◆ TASK TO COMPLETE: Rewrite the items from the start through the line containing "box: [0, 0, 32, 146]", both ends included, replacing every "clicks" with "points" and leaving everything else unchanged.

◆ DATA TO EXAMINE:
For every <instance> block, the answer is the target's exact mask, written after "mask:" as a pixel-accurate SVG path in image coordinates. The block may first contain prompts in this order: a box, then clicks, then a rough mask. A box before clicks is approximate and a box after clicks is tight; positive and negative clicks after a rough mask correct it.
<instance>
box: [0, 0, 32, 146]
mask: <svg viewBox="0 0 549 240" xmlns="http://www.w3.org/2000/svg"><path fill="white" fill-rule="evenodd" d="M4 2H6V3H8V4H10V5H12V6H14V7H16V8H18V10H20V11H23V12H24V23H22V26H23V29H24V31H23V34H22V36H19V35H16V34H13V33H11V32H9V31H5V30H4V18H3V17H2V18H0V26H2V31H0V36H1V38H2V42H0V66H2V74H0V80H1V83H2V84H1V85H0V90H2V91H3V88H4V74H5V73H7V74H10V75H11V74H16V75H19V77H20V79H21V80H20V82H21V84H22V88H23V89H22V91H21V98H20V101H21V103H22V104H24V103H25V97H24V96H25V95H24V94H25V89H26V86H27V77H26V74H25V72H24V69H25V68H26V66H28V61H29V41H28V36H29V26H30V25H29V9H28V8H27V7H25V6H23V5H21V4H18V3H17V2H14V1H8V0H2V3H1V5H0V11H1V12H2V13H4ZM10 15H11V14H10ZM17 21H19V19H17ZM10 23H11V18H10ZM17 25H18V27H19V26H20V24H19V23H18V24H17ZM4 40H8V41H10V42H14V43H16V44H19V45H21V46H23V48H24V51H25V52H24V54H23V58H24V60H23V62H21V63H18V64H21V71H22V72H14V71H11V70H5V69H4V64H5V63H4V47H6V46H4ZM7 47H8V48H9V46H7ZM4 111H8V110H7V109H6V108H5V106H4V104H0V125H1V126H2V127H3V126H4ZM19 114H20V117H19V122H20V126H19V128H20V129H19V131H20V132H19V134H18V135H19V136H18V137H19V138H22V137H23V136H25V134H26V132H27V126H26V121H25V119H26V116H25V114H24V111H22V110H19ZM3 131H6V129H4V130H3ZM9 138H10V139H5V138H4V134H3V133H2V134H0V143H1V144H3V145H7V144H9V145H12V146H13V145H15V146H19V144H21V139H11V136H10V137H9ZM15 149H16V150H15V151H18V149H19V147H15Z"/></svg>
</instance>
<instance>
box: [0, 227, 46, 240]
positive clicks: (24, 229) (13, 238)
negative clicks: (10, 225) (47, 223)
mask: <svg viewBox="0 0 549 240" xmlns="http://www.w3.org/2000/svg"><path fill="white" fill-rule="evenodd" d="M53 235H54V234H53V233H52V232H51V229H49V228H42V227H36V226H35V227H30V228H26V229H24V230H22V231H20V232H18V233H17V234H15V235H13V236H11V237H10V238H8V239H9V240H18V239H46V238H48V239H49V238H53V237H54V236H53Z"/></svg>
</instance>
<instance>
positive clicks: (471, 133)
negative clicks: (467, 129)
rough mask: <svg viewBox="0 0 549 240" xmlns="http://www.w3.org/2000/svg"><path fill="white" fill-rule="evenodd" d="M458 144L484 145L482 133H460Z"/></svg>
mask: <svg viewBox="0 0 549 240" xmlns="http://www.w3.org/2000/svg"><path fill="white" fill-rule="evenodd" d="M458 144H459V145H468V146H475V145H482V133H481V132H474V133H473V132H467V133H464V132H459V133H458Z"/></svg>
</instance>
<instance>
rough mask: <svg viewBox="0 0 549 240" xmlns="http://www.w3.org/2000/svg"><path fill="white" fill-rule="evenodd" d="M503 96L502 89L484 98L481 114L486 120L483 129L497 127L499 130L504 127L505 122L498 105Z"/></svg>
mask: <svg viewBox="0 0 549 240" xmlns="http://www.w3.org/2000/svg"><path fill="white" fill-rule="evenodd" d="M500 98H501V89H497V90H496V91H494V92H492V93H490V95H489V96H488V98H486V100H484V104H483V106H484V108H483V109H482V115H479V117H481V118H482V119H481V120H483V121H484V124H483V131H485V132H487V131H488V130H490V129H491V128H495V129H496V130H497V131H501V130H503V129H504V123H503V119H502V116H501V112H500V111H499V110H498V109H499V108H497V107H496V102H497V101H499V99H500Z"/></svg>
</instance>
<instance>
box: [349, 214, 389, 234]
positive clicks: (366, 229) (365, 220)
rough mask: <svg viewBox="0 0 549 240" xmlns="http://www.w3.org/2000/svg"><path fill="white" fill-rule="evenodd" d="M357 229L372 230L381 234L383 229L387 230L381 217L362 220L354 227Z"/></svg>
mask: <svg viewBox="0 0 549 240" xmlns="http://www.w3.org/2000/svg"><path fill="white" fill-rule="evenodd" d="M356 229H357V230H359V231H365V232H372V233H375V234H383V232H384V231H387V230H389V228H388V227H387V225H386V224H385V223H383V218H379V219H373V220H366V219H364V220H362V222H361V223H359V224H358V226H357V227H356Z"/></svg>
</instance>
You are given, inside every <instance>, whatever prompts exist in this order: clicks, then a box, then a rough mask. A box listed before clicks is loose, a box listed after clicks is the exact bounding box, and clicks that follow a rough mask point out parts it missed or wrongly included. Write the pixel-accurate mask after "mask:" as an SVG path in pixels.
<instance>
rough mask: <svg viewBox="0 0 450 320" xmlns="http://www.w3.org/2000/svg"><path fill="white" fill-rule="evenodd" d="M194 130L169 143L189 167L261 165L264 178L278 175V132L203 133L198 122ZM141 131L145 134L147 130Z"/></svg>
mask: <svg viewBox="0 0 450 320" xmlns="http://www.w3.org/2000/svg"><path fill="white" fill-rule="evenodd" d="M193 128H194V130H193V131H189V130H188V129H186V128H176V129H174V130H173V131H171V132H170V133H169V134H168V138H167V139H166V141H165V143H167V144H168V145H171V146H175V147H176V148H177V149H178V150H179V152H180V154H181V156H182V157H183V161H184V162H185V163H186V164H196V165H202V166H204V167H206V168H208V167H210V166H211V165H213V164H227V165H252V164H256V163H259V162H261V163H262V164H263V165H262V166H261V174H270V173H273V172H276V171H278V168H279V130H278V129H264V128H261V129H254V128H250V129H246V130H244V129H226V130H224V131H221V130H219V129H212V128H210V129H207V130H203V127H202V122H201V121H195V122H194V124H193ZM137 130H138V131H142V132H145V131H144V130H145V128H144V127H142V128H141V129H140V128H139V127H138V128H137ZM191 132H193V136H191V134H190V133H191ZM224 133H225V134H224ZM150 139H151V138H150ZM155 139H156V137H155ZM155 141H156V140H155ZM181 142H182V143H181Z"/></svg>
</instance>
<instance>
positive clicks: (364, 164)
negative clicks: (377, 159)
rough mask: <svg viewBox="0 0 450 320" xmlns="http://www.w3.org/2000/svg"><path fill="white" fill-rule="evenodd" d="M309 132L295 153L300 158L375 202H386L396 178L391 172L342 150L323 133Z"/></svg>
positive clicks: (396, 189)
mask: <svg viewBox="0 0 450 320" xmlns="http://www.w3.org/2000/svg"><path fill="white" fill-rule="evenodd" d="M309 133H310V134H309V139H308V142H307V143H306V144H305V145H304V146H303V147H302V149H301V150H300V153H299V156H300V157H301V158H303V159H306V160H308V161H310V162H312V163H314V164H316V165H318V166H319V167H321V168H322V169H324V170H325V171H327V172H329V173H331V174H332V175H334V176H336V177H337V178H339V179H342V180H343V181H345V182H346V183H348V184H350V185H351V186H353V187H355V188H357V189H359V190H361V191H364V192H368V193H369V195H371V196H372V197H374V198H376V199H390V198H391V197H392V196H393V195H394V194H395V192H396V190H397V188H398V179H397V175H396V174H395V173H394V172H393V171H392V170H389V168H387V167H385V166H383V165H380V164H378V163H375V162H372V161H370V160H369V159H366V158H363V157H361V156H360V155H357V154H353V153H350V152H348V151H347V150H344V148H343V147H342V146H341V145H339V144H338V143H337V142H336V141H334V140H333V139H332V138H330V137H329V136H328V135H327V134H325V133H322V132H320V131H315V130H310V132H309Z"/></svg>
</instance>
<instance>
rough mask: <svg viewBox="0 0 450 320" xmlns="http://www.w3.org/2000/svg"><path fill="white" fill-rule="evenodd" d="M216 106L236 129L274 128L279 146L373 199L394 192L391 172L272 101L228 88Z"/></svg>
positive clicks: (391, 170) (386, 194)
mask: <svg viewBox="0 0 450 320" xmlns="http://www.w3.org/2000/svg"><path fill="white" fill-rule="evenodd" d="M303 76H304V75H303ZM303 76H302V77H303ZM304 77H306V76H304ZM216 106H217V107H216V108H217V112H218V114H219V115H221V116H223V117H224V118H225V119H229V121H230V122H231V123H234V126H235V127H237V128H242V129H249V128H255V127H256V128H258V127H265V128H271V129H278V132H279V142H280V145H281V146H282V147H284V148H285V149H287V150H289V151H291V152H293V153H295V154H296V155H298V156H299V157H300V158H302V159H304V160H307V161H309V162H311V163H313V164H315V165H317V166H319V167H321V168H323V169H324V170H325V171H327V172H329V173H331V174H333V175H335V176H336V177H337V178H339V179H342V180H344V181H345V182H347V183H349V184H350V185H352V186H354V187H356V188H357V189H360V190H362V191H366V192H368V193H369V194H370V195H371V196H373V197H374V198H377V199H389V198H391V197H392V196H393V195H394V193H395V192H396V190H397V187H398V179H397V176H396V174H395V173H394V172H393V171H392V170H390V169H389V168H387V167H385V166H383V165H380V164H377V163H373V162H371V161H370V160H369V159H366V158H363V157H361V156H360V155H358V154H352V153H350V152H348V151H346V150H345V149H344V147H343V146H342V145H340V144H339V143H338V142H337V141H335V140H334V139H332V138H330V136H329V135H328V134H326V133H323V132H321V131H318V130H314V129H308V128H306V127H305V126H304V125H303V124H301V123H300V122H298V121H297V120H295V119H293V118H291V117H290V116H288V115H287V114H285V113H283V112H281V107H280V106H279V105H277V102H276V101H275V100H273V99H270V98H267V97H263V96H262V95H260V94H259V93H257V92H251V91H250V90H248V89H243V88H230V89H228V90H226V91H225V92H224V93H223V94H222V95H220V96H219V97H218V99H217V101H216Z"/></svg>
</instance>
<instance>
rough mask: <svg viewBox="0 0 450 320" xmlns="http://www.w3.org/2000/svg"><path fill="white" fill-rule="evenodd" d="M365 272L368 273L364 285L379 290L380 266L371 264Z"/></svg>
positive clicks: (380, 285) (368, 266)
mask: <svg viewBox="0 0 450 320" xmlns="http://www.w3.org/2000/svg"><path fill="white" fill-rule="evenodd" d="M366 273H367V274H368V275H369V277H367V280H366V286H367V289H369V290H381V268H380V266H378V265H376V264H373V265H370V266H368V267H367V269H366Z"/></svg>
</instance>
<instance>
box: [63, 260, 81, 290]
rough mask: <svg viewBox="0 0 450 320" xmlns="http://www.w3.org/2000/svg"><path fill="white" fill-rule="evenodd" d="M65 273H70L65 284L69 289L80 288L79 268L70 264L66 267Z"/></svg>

◆ WRITTEN SOLUTION:
For every <instance> block, the answer is the target's exact mask, written after "mask:" as a pixel-accurate SVG path in image coordinates. The block may first contain prompts in this order: a box, then points, then a rough mask. A box before points is approximate and a box after points is tight; positive and negative points after a rough mask correct it.
<instance>
box: [0, 0, 32, 146]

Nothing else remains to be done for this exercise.